• Prompt:
Pull every line from the data below that contains the string "chain".
===== Data listing
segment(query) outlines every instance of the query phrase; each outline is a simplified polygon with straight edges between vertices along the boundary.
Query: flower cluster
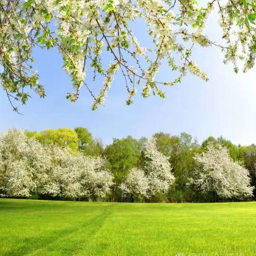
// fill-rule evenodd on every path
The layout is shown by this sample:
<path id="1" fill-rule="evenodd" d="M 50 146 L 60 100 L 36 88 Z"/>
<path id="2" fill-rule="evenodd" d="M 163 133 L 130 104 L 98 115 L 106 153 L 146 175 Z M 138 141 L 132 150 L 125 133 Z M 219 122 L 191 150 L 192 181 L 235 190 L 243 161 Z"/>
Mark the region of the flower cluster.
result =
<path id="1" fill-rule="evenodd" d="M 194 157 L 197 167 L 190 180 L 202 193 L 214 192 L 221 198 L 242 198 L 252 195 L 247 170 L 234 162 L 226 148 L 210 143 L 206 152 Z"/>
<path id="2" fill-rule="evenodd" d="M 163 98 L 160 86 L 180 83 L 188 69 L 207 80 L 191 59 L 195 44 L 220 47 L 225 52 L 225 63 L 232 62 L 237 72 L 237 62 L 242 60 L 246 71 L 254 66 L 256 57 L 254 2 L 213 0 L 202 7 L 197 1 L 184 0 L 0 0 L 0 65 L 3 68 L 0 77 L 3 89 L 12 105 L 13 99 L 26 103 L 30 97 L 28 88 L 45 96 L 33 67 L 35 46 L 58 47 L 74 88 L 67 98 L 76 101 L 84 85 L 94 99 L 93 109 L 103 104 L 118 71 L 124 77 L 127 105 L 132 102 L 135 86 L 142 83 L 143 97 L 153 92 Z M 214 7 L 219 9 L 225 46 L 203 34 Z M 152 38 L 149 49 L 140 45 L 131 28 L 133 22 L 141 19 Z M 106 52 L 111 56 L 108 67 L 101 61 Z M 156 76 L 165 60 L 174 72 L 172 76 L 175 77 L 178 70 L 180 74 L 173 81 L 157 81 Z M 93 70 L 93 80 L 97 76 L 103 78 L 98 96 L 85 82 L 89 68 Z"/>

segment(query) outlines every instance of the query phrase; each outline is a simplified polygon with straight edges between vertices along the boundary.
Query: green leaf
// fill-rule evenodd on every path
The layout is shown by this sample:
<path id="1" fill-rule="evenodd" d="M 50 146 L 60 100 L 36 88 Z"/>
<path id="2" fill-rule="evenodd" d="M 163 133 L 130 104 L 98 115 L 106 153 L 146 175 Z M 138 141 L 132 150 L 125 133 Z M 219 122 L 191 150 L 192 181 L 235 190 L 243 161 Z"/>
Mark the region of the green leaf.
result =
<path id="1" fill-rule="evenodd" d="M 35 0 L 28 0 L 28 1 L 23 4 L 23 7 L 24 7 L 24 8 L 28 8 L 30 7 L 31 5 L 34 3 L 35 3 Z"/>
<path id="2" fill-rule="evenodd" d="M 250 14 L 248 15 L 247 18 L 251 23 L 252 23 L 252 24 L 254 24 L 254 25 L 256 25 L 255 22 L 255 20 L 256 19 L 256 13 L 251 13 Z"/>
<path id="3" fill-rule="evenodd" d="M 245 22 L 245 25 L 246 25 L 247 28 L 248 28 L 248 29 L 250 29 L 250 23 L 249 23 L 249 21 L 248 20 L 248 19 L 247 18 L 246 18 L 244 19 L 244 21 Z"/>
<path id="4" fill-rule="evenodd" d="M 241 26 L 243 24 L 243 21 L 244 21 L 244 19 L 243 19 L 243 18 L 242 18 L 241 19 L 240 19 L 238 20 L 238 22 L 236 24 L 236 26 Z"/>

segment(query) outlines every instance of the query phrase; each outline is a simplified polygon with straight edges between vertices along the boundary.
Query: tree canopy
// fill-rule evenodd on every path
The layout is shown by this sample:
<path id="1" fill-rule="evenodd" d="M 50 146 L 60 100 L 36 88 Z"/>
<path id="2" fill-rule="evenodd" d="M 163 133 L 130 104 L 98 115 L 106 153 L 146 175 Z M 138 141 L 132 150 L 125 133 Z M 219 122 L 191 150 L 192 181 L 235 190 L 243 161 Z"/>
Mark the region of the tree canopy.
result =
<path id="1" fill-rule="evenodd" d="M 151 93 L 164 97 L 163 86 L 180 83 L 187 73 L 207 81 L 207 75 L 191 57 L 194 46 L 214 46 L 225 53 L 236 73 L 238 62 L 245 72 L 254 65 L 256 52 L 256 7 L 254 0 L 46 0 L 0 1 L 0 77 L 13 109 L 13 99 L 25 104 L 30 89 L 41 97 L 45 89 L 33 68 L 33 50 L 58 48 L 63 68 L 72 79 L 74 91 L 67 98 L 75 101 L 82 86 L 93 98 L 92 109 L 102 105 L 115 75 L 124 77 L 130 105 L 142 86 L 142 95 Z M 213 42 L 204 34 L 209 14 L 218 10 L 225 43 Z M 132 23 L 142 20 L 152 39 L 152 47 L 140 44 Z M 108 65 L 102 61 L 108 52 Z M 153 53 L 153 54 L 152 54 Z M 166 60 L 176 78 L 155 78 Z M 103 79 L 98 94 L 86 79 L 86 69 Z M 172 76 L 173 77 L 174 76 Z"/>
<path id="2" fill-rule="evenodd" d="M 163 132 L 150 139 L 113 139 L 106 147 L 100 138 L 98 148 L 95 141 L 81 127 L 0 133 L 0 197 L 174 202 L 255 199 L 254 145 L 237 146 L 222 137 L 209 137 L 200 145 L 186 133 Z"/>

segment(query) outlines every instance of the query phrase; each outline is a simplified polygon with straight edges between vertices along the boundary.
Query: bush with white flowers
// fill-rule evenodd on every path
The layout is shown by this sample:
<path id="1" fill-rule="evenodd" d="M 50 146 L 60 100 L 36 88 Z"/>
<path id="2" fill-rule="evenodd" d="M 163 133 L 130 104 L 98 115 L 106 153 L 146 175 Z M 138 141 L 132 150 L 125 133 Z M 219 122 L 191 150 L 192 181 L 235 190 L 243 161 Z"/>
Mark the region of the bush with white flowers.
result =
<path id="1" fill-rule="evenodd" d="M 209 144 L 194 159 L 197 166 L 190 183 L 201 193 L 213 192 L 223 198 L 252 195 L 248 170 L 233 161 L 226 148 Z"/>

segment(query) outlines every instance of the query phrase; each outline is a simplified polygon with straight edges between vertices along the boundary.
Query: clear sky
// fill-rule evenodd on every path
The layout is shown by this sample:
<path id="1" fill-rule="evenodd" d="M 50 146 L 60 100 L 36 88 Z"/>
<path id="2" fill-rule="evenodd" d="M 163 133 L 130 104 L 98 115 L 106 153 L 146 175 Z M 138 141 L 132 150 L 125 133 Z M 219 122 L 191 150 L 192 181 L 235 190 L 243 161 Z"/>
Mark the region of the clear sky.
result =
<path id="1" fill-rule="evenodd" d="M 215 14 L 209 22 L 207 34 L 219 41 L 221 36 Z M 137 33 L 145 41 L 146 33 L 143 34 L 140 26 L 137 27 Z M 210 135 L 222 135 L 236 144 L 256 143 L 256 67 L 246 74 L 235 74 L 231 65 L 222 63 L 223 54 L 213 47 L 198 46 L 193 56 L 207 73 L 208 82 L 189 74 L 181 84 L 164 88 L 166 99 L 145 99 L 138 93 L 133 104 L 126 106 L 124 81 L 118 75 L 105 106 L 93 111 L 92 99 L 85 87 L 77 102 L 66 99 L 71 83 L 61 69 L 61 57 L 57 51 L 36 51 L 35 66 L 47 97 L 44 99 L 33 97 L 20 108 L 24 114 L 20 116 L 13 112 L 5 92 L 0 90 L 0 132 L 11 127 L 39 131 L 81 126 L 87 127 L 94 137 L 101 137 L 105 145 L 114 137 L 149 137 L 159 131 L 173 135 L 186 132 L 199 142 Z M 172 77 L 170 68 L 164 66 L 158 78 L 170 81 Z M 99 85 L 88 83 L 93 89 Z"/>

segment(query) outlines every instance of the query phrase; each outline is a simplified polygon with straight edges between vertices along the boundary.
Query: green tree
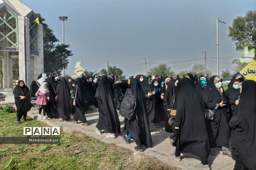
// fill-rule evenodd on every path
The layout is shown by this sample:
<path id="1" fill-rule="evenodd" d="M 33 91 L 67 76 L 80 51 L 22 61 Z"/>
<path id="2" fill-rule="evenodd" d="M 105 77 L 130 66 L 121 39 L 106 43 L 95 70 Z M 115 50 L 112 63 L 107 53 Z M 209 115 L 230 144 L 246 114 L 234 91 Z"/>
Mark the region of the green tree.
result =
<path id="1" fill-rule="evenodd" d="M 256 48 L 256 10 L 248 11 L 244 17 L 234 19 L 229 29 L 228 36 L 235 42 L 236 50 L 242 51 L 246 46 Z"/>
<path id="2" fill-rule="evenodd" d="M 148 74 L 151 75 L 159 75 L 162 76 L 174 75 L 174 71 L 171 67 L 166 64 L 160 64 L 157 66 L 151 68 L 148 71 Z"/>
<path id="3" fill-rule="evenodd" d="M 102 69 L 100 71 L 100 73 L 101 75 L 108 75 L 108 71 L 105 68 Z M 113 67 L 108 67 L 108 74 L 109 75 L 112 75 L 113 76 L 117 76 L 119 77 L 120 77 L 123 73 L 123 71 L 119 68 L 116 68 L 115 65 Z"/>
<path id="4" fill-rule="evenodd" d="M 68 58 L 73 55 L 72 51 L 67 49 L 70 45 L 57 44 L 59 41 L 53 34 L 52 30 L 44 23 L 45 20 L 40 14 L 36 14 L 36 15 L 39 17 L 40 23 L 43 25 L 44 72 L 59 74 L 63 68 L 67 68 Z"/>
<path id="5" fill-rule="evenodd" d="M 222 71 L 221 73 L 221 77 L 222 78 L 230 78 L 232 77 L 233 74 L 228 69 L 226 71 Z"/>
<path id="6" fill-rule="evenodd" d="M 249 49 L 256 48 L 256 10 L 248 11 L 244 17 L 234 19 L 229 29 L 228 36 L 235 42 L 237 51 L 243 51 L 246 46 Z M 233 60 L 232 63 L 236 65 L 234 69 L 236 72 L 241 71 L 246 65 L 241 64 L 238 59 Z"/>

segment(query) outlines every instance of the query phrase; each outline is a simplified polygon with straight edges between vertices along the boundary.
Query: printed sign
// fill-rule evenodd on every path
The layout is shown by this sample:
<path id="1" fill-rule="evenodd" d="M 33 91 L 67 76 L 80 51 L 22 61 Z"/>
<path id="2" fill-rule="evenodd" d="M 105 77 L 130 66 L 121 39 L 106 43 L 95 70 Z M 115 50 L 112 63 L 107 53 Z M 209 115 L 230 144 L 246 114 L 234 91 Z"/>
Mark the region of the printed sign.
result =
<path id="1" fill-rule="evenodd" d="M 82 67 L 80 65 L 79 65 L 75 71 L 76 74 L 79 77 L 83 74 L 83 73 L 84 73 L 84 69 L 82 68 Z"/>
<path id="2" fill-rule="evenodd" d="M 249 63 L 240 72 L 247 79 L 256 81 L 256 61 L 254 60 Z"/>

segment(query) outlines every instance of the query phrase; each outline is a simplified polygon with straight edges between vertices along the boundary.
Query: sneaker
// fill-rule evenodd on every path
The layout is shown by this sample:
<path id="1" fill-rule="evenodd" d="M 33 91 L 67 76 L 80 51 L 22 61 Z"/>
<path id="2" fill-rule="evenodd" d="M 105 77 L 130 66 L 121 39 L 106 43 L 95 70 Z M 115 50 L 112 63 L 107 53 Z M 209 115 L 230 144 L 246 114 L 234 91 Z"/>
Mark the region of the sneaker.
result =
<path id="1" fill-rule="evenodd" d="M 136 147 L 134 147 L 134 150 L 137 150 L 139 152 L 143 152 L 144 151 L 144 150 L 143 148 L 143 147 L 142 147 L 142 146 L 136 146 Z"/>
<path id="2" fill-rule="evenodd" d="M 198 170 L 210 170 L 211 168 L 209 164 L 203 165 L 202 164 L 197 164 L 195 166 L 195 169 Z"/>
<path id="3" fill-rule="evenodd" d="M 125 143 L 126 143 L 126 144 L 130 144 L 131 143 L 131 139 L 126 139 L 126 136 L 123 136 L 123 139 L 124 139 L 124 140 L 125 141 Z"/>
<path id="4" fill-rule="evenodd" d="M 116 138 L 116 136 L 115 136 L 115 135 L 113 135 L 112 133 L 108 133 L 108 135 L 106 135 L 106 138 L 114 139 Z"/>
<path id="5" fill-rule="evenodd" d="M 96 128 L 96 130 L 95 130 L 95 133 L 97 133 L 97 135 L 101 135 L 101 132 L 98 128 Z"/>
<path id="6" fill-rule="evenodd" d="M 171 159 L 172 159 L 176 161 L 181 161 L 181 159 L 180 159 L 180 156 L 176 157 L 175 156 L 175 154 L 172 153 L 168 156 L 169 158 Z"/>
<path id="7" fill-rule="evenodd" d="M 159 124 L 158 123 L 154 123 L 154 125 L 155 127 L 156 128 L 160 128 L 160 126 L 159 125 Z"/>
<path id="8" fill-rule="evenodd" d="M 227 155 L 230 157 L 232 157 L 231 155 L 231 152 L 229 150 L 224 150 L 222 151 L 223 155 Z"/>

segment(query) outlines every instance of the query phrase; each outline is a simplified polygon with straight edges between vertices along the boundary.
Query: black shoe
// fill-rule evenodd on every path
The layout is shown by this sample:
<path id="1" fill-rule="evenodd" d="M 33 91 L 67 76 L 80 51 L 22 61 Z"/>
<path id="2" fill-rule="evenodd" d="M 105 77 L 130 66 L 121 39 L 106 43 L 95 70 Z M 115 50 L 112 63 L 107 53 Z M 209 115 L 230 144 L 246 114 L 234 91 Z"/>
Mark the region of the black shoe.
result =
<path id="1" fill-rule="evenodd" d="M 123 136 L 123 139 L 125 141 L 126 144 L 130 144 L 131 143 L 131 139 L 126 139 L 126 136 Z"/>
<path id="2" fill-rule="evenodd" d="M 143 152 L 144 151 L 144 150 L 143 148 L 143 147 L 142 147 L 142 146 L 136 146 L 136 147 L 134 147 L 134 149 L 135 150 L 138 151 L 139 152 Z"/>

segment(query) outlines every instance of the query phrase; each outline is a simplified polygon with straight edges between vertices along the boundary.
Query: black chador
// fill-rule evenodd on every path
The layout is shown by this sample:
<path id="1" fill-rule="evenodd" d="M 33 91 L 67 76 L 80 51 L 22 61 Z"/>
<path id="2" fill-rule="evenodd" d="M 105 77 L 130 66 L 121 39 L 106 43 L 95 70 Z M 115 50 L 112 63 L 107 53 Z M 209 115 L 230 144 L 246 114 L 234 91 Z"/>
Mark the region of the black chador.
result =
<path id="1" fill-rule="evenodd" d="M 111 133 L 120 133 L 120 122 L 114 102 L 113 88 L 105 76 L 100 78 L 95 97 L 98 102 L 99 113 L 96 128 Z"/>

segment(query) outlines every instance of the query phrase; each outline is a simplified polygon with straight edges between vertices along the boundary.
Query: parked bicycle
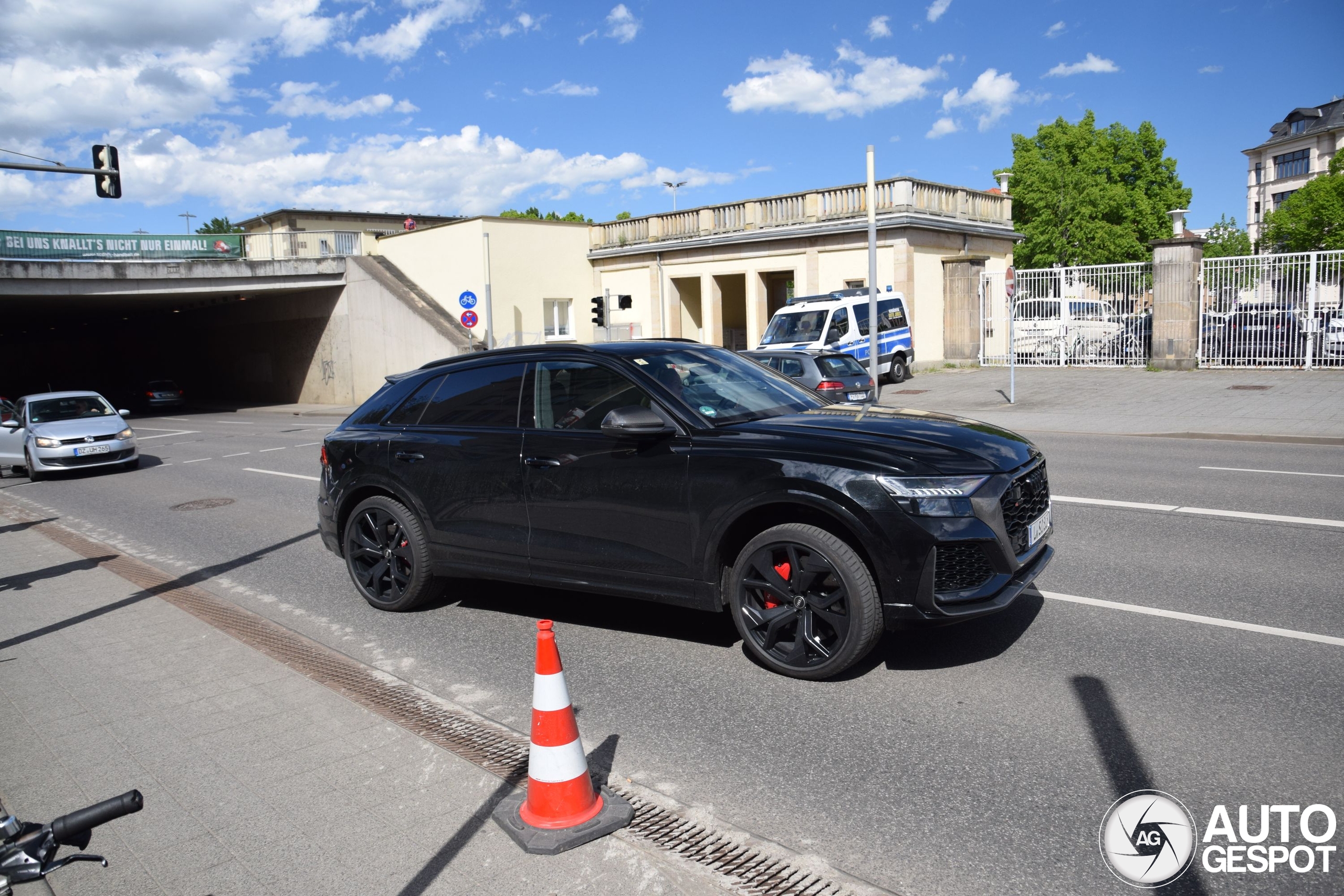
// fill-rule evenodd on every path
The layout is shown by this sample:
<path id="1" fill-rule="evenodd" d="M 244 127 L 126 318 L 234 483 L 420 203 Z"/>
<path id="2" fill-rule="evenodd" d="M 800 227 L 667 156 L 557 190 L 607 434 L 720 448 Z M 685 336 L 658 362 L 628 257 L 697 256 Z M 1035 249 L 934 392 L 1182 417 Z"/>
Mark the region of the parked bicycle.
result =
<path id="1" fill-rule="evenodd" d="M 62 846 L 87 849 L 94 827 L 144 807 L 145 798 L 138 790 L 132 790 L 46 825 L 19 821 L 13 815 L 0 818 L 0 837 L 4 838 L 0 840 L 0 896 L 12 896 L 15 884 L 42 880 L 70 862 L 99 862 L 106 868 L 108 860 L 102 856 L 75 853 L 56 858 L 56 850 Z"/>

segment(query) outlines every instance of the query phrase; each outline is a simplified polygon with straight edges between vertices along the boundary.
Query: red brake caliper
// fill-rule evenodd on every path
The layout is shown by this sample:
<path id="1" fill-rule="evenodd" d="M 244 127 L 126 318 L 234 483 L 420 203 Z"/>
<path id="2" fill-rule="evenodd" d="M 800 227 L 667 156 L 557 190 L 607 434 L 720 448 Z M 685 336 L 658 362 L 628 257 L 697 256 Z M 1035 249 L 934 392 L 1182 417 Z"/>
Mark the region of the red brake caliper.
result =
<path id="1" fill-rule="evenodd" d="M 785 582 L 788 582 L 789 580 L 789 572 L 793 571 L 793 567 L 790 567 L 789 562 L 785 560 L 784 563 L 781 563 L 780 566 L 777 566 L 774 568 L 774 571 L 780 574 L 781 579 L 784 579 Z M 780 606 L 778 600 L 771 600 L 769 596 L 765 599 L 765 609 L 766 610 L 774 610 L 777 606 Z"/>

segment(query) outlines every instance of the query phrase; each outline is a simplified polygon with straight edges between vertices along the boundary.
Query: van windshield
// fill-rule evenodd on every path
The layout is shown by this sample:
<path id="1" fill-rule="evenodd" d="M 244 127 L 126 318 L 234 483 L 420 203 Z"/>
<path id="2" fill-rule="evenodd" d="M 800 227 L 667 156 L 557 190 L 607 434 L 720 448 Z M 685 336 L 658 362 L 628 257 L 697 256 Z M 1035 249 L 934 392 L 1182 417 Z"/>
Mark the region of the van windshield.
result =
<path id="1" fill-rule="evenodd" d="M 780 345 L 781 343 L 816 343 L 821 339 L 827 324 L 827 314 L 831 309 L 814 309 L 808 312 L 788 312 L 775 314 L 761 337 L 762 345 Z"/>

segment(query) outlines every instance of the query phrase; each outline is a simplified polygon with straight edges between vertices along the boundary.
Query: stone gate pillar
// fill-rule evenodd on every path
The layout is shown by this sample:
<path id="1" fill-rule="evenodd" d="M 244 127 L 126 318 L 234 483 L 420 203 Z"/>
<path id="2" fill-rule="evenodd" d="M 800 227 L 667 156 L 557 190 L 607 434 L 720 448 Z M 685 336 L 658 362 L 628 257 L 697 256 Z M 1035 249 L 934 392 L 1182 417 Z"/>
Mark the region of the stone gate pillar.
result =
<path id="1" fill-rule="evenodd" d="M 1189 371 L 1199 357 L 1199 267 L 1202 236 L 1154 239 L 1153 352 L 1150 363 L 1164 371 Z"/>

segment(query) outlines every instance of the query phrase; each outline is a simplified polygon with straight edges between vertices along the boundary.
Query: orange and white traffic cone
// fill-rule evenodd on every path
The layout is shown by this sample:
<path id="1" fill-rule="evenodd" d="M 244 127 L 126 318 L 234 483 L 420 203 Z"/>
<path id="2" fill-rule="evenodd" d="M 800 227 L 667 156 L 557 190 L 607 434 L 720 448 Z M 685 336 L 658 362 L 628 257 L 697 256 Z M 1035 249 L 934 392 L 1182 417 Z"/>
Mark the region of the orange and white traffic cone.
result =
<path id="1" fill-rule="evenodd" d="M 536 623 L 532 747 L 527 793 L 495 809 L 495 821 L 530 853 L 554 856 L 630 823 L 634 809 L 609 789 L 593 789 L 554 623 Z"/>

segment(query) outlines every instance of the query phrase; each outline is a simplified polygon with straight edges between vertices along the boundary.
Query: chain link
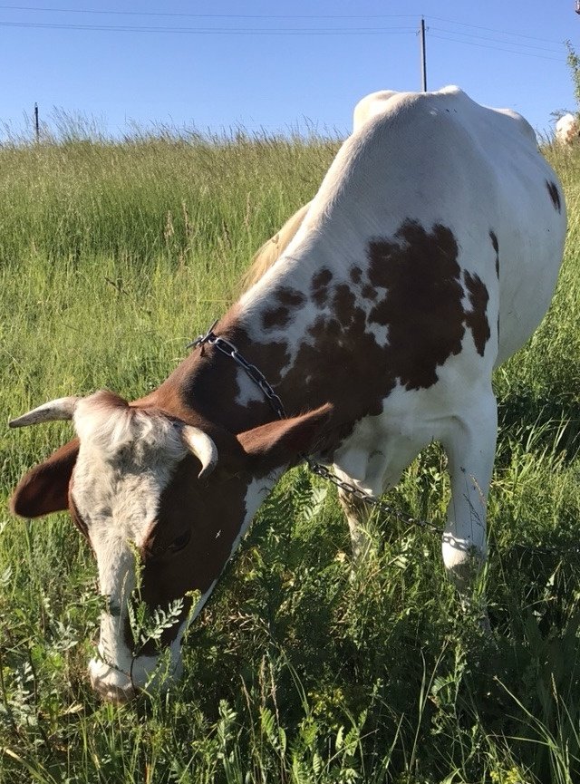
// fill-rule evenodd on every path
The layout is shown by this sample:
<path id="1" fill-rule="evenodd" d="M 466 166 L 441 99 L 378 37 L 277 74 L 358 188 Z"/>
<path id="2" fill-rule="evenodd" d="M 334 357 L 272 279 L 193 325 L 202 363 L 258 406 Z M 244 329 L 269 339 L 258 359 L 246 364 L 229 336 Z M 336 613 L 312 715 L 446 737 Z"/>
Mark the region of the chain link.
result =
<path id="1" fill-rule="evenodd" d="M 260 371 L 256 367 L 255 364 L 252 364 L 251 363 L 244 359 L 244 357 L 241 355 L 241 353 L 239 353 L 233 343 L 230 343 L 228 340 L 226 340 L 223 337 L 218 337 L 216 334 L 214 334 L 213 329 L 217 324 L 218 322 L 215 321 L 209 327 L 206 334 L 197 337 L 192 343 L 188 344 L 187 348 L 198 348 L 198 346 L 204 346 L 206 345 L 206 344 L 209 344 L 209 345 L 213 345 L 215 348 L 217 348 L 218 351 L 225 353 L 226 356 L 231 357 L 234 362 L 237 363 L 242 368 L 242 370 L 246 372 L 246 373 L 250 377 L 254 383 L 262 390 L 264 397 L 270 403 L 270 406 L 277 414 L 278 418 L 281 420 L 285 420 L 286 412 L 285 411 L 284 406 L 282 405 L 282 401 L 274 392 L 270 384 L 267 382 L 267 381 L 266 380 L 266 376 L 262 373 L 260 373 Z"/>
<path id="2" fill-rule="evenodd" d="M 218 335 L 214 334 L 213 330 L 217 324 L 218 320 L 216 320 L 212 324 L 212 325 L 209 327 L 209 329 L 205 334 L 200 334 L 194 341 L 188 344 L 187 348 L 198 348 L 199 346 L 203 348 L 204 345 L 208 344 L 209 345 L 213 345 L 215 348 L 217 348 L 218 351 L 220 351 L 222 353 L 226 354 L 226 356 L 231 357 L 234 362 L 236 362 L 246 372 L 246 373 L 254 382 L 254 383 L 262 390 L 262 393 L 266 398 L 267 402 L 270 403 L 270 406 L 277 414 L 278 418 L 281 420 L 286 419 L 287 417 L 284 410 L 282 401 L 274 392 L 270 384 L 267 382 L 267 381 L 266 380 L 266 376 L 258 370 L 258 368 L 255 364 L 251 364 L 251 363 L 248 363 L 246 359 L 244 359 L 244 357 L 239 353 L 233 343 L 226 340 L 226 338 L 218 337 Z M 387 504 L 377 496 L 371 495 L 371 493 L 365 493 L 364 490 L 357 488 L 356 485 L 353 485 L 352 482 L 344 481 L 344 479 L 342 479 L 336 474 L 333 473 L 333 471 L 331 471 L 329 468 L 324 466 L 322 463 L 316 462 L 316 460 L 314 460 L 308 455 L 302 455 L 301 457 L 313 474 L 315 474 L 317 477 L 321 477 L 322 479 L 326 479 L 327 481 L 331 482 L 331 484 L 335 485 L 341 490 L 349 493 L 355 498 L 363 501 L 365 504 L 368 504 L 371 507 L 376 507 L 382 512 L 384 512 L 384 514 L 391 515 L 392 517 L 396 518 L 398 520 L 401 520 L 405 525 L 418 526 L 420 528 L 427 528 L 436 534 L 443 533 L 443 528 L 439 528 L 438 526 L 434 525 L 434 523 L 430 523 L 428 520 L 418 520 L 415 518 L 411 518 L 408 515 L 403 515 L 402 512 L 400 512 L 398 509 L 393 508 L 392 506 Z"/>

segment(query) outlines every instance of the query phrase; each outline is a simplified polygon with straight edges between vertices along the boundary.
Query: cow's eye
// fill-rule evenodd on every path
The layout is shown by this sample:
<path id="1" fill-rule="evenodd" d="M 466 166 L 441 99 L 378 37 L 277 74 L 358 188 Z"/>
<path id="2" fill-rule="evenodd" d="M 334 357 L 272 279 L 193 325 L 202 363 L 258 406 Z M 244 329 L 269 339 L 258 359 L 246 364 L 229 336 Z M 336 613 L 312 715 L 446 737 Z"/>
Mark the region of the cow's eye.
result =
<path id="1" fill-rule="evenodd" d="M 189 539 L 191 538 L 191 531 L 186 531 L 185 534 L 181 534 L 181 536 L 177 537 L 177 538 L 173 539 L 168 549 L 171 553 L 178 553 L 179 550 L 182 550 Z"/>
==========
• Complete output:
Query: chain link
Mark the region of the chain link.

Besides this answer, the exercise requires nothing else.